Every line of the material that follows must be printed again exactly.

======== Records supplied ========

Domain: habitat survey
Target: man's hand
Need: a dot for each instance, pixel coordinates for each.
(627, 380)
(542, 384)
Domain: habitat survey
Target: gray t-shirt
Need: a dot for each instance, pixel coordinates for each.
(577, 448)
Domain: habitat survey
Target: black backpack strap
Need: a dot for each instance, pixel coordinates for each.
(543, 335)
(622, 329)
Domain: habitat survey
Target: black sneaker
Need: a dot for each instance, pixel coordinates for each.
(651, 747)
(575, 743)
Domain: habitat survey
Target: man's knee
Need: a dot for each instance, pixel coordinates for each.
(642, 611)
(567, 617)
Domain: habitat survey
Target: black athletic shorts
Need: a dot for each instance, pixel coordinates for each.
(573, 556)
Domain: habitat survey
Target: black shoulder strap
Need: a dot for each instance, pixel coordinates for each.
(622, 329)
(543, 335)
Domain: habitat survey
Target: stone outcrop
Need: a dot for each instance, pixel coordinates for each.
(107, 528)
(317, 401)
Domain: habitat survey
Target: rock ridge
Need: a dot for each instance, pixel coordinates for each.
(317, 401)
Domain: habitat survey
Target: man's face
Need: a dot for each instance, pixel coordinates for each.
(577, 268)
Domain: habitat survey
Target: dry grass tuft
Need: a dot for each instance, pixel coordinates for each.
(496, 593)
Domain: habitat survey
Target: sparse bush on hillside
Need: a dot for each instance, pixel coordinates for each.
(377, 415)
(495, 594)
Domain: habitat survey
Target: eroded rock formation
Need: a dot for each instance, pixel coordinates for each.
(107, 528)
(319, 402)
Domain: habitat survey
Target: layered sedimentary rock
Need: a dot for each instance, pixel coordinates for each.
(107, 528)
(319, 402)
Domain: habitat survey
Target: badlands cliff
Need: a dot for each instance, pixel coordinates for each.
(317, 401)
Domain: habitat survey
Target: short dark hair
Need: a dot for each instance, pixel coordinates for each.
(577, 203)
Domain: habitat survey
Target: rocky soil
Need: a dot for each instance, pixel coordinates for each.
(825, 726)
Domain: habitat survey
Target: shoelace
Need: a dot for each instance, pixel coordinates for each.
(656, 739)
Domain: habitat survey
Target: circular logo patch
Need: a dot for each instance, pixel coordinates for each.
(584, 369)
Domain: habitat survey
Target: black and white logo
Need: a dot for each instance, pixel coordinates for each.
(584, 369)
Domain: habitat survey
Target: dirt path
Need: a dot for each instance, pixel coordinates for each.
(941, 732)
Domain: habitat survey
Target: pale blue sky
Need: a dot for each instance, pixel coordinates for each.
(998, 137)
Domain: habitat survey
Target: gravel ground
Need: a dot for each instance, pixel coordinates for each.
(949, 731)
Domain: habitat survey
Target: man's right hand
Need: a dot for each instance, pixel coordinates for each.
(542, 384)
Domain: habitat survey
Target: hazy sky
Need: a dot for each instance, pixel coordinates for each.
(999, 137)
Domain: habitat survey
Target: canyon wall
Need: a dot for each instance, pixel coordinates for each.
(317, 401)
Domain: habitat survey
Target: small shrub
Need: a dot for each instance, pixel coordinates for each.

========

• Written response
Domain: habitat survey
Target: man's hand
Need: a dot for each instance, pixel coordinates for each.
(627, 380)
(542, 384)
Domain: habitat survey
Target: gray t-shirt
Need: a dot for each instance, pixel coordinates for each.
(577, 448)
Domain: habitat survey
Target: black backpack strap
Need: a dot for each instance, pixel coordinates for each.
(543, 335)
(622, 329)
Domain: habitat survey
Target: black sneaker
Need: a dot for each instance, pixel coordinates for each.
(651, 747)
(575, 743)
Domain: habitat survey
Target: man's knee
Need: a dot for each instance, pixel coordinates for each.
(642, 611)
(567, 617)
Domain: habitat survey
Target: black athletic shorts
Need: a dot for each instance, pixel coordinates for each.
(573, 556)
Domain: habitat survey
Target: black shoulder strap
Need: a dot for each instance, pixel coordinates for each.
(622, 329)
(543, 335)
Domain: habitat survey
Target: stone outcrop
Need: a dot for each instance, pixel coordinates for each.
(107, 528)
(317, 401)
Domain: habitat survey
Target: rock ridge
Need: a dot for each instance, pixel coordinates for each.
(317, 401)
Domain: habitat survey
Target: man's face
Need: a dot for each instance, pixel coordinates for each.
(577, 268)
Domain: habitat survey
Target: dry grass tuft
Need: a dot for each instance, pixel coordinates for each.
(496, 593)
Domain: habitat survey
Target: sparse bush on hillside
Need: a dot for each instance, pixel coordinates for each.
(377, 415)
(495, 594)
Domain: habitat survey
Target: eroded rock formation
Need: a dot for each instance, pixel coordinates for each.
(107, 528)
(319, 402)
Domain: habitat survey
Target: layered sedimentary rock
Need: a dot for each instance, pixel coordinates for each.
(107, 528)
(319, 402)
Domain: habitat survey
Target: badlands cliff
Need: a dot for each instance, pixel coordinates for each.
(317, 401)
Domain: habitat survey
Target: short dark hair
Need: a dot for each instance, pixel coordinates for each.
(577, 203)
Domain: habitat survey
Target: rocky soil
Need: a dot for each instance, pixel coordinates for each.
(825, 726)
Domain: habitat survey
Target: shoelace
Need: a dot for each instance, pixel coordinates for each.
(656, 739)
Domain: habitat survey
Target: circular logo patch
Need: a dot for each instance, pixel coordinates for each.
(584, 369)
Domain: habitat survey
Target: black and white logo
Need: a dot for each instance, pixel coordinates for each.
(584, 369)
Domain: habitat survey
Target: dirt path
Need: a dot for each instance, pixel coordinates for each.
(941, 732)
Domain: habitat survey
Target: pale blue sky
Need: a dot for each instance, pixel coordinates for each.
(998, 137)
Domain: habitat survey
Target: gravel ground
Need: a dot for each instance, pixel coordinates for each.
(949, 731)
Domain: habitat survey
Target: man's right hand
Need: a dot for each instance, pixel coordinates for each.
(542, 384)
Domain: habitat survey
Target: hazy sky
Need: a dot for each instance, pixel coordinates for each.
(999, 137)
Domain: habitat survey
Target: canyon wall
Need: a dot for each instance, pixel coordinates for each.
(317, 401)
Domain: habitat survey
Target: small shrub
Need: a dot for each instance, pixel coordinates for each.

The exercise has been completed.